::: Input material :::

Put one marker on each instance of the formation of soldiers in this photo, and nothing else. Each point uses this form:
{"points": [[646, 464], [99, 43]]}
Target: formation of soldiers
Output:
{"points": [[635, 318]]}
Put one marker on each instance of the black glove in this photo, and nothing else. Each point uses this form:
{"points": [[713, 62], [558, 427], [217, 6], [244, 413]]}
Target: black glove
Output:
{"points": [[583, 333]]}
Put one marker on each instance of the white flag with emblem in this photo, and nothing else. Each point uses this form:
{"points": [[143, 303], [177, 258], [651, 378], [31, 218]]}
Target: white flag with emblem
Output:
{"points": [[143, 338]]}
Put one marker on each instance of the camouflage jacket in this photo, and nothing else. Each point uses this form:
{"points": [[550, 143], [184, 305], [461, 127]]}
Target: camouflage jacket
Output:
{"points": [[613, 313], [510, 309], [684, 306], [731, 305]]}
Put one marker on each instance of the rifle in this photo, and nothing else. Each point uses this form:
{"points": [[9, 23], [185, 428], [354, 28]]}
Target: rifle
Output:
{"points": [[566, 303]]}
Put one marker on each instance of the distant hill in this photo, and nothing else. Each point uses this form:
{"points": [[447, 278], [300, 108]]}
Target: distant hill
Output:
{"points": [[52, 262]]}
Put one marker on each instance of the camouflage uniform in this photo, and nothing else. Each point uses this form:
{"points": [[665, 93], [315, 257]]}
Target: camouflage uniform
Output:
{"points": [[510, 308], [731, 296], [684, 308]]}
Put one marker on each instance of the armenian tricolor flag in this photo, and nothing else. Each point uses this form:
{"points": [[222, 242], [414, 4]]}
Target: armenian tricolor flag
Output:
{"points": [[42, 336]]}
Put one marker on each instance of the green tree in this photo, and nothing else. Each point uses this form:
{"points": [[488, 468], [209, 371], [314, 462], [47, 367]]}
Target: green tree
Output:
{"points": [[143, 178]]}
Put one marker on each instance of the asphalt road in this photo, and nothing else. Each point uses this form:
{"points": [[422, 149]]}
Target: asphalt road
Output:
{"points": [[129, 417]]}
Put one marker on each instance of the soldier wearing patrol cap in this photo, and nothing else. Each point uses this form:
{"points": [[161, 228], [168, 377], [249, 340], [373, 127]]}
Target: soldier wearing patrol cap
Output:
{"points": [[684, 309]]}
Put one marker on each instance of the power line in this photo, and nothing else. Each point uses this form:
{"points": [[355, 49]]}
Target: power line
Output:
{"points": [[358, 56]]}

:::

[Work to complete] Print all the data exactly.

[Full output]
Put one marker on each instance of the formation of soldiers in this photo, and nothing else. Each point uses this form:
{"points": [[646, 464], [99, 43]]}
Target: formation of soldiers
Output:
{"points": [[635, 318]]}
Put one marker on each instance of the black glove in this photo, and nothing else. Each point uses this form:
{"points": [[713, 62], [558, 427], [217, 6], [244, 413]]}
Target: black glove
Output:
{"points": [[583, 333]]}
Put one marker on each instance of the white flag with emblem in this photo, and nothing else. Each point uses this form:
{"points": [[143, 303], [177, 258], [651, 378], [31, 218]]}
Target: white flag with emblem
Output:
{"points": [[143, 338]]}
Put one marker on each instance of the camouflage jacket in this photo, and nothing else. Each point uses this form:
{"points": [[550, 143], [184, 305], [461, 127]]}
Target: camouflage jacket
Output:
{"points": [[613, 313], [510, 309], [684, 306], [731, 305]]}
Put one marker on each instance of the rifle in this photo, and nothing else. Each point uses this form:
{"points": [[9, 23], [185, 428], [354, 28]]}
Target: rifle
Output:
{"points": [[566, 303]]}
Put one marker on each instance of the distant hill in this photo, and nothing else. Each point uses this form:
{"points": [[447, 278], [300, 108]]}
Target: distant hill
Output:
{"points": [[52, 262]]}
Put one marker on each instance of the camouflage uniform in this photo, and nothing else. Each point uses this form:
{"points": [[665, 93], [315, 257]]}
Target: camouflage uniform
Output:
{"points": [[510, 308], [731, 296], [684, 308]]}
Put one marker on each instance of the armenian tricolor flag in this photo, and nothing else. Each point uses this form:
{"points": [[222, 242], [414, 4]]}
Target: armenian tricolor flag
Output:
{"points": [[42, 336]]}
Put one marker on each instance of the green tree in this photo, and nothing else. Each point uses this form:
{"points": [[488, 468], [209, 371], [314, 462], [47, 367]]}
Target: green tree
Output:
{"points": [[143, 178]]}
Put one marker on each instance of the asphalt road in this photo, and nothing else. Each point uses this form:
{"points": [[422, 149]]}
Target: asphalt road
Output:
{"points": [[129, 417]]}
Put one marker on each instance of the soldier wearing patrol cap in this photo, and nothing else. Each point uses this form:
{"points": [[161, 228], [168, 377], [249, 340], [373, 127]]}
Target: soldier wearing patrol cap
Output:
{"points": [[684, 309]]}
Put one marker on each instance of the power line in this photo, and nothing else. Each point uses this form:
{"points": [[355, 49]]}
Target: power line
Output:
{"points": [[358, 56]]}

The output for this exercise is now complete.